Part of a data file
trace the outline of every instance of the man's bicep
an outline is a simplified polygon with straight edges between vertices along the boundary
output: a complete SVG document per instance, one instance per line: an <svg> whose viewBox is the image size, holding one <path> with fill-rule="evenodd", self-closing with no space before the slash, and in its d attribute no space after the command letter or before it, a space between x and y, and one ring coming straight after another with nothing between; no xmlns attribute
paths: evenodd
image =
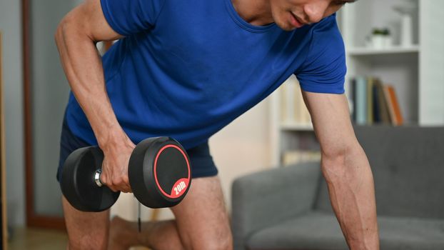
<svg viewBox="0 0 444 250"><path fill-rule="evenodd" d="M345 94L302 94L323 155L334 157L357 142Z"/></svg>
<svg viewBox="0 0 444 250"><path fill-rule="evenodd" d="M111 28L104 15L100 0L86 0L71 11L62 21L69 29L76 29L95 41L112 41L121 37Z"/></svg>

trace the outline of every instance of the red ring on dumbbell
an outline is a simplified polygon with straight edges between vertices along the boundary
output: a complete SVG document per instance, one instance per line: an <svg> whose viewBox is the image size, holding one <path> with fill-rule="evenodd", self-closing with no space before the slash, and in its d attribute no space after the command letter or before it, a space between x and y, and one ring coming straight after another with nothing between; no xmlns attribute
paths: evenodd
<svg viewBox="0 0 444 250"><path fill-rule="evenodd" d="M181 196L182 196L185 192L182 192L182 194L181 194L181 195L179 196L173 196L171 195L170 194L166 193L163 189L162 189L162 187L161 186L161 185L158 183L158 180L157 179L157 160L158 159L158 156L161 155L161 154L162 154L162 151L168 148L174 148L177 150L178 150L182 155L183 156L183 158L185 159L185 161L186 161L186 167L188 169L188 179L186 179L186 186L185 188L183 189L183 191L186 190L186 189L188 188L188 185L189 184L189 180L190 180L190 163L188 162L188 157L186 156L186 155L185 154L185 152L182 150L182 149L179 148L178 146L177 146L176 145L173 145L173 144L168 144L168 145L165 145L163 146L161 150L158 151L158 152L157 153L157 155L156 156L156 159L154 159L154 179L156 180L156 184L157 184L157 186L159 188L161 192L166 196L171 198L171 199L176 199L178 197L180 197ZM178 181L179 180L178 180ZM176 186L176 185L174 185ZM174 186L173 186L173 189L174 189Z"/></svg>

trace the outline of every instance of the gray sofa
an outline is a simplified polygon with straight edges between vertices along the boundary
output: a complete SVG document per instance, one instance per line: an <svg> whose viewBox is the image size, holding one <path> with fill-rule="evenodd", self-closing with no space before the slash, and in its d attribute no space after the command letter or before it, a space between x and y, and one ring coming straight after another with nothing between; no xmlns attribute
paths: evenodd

> [Aim]
Copy out the lines of the records above, beginning with the line that contains "trace the outline of every instance of the gray" and continuing through the final line of the records.

> [Result]
trace the outline of every instance of the gray sofa
an outline is a simplified polygon with straight edges between vertices along the boundary
output: a complete SVG document per instance, one instance per line: an <svg> whose viewBox is the image size, holding one <path> with fill-rule="evenodd", self-closing with no space before the slash, and in its d attribute no space after the command letter or before it, a space between x and y, and one ring coming straight after another with nothing between; no xmlns attribute
paths: evenodd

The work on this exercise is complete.